* The task:
When the line with "instance of the sky" appears below, start repeating lines exactly, and keep going through the line with "of the altocumulus"; add nothing outside that span.

----

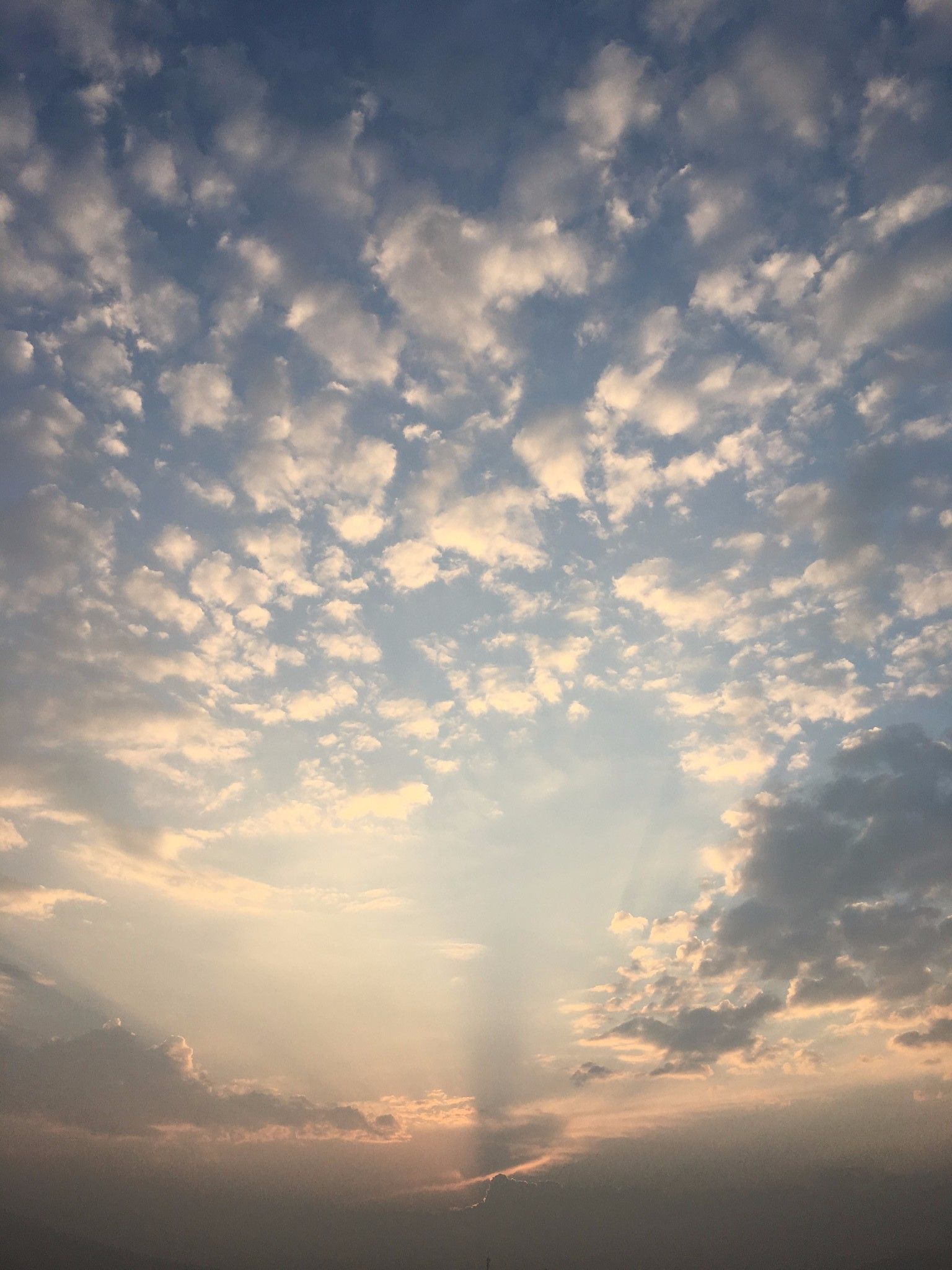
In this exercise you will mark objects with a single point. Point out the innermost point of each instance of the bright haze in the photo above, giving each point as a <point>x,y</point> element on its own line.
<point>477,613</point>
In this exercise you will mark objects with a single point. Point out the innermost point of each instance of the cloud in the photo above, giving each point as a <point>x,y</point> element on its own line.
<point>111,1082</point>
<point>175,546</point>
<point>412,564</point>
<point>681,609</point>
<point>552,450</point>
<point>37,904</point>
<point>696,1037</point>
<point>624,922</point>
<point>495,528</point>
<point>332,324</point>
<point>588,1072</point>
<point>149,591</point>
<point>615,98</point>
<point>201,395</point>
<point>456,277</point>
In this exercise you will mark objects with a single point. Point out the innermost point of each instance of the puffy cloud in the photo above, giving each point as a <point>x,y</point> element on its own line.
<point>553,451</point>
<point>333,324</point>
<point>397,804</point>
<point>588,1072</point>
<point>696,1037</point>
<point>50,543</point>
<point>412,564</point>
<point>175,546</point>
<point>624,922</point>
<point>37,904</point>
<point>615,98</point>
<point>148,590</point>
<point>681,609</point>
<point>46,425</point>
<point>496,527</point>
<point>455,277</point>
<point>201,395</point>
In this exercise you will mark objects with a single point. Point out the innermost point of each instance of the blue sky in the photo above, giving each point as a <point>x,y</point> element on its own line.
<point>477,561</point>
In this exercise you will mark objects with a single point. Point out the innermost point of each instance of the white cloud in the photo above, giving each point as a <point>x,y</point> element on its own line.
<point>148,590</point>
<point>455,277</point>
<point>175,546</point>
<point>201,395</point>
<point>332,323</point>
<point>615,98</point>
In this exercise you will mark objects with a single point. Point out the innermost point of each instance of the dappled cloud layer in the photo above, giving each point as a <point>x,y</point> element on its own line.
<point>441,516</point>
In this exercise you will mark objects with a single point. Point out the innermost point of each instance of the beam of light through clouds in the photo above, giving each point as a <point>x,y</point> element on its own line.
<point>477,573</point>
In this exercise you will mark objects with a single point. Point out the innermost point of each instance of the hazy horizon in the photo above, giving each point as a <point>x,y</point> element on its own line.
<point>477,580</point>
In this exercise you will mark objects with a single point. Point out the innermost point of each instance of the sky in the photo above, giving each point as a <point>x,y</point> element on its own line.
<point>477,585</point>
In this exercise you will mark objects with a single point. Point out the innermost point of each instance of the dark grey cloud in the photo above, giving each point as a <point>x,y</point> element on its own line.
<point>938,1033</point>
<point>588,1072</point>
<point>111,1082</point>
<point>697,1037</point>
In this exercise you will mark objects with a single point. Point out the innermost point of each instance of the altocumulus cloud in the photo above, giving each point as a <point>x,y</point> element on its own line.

----

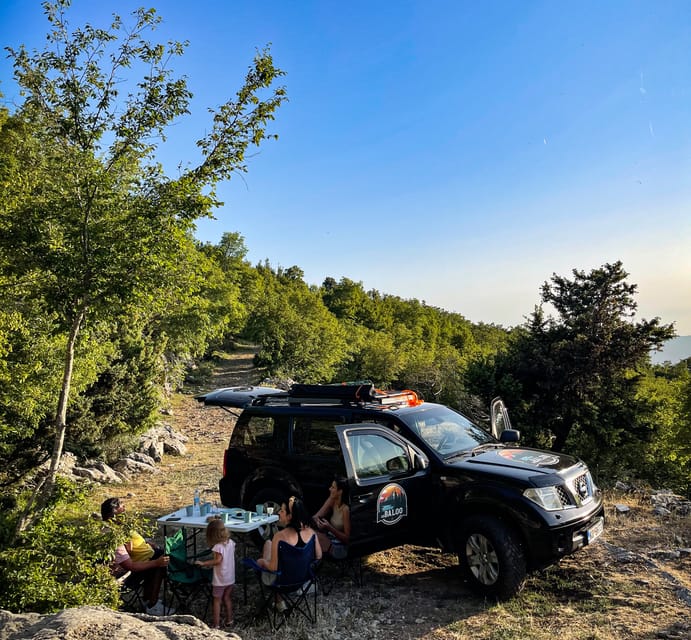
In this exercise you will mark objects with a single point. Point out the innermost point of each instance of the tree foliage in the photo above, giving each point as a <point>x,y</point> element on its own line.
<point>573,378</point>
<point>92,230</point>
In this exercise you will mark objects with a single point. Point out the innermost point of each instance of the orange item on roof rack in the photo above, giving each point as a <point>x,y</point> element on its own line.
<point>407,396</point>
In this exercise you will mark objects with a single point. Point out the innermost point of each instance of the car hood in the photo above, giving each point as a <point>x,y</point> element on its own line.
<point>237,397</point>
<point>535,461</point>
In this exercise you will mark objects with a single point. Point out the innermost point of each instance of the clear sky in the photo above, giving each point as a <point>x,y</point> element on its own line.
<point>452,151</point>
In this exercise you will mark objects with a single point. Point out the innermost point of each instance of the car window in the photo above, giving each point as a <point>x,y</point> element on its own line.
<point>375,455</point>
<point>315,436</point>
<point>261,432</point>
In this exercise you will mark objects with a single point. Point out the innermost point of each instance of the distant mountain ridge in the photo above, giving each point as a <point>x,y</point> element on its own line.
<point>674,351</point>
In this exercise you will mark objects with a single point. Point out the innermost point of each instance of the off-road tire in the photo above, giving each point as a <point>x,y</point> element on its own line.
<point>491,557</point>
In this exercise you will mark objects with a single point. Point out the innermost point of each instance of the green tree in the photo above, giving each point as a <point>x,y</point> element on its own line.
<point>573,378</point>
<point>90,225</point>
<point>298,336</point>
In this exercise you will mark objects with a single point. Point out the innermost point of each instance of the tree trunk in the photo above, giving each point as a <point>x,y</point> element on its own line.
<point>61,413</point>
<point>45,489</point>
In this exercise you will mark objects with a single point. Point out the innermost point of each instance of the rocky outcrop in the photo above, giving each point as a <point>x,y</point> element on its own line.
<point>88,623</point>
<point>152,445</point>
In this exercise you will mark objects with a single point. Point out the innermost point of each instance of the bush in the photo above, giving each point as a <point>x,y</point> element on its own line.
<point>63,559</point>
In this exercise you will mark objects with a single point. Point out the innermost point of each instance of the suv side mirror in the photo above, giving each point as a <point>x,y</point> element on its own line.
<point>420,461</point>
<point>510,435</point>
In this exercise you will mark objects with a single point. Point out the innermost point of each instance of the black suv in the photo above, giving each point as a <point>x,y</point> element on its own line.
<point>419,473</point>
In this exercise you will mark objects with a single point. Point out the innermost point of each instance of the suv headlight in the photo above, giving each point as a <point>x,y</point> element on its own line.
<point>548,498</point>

----

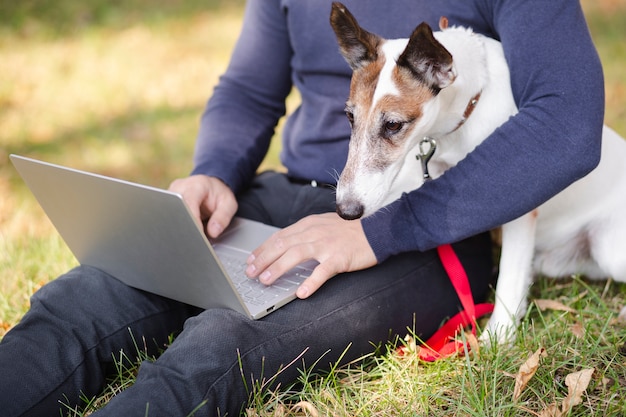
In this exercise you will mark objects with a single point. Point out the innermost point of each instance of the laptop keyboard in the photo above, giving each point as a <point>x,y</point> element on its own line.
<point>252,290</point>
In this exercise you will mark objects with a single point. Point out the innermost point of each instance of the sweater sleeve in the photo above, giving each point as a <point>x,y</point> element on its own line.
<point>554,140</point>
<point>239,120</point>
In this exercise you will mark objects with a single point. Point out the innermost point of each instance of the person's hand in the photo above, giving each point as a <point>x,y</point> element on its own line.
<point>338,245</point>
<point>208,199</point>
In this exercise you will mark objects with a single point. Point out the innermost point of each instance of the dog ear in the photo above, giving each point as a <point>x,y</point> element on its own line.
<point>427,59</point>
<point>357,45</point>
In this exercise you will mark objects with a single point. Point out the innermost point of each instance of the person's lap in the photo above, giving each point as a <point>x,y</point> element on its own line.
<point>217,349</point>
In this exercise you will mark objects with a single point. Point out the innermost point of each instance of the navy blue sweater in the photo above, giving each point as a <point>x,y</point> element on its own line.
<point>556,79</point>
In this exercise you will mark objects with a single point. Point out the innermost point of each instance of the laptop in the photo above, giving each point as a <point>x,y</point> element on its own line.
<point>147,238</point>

----

* Answer below:
In this exercise you will mark objects with a single point. Point out the innermost point of each instance of the sky in the photo above, giving each point as a <point>x,y</point> element on its own line.
<point>477,585</point>
In this exercise you will mark objects with a single point. Point out the innermost point of each instance of the dark grey cloud in the photo above, giving each point as a <point>x,y</point> element on its own line.
<point>938,1033</point>
<point>588,1072</point>
<point>111,1082</point>
<point>697,1037</point>
In this exercise you will mark objects with a single point. Point out the innermost point of each instance of the altocumulus cloud in the photo above, giving each point as a <point>x,y</point> element on its own line.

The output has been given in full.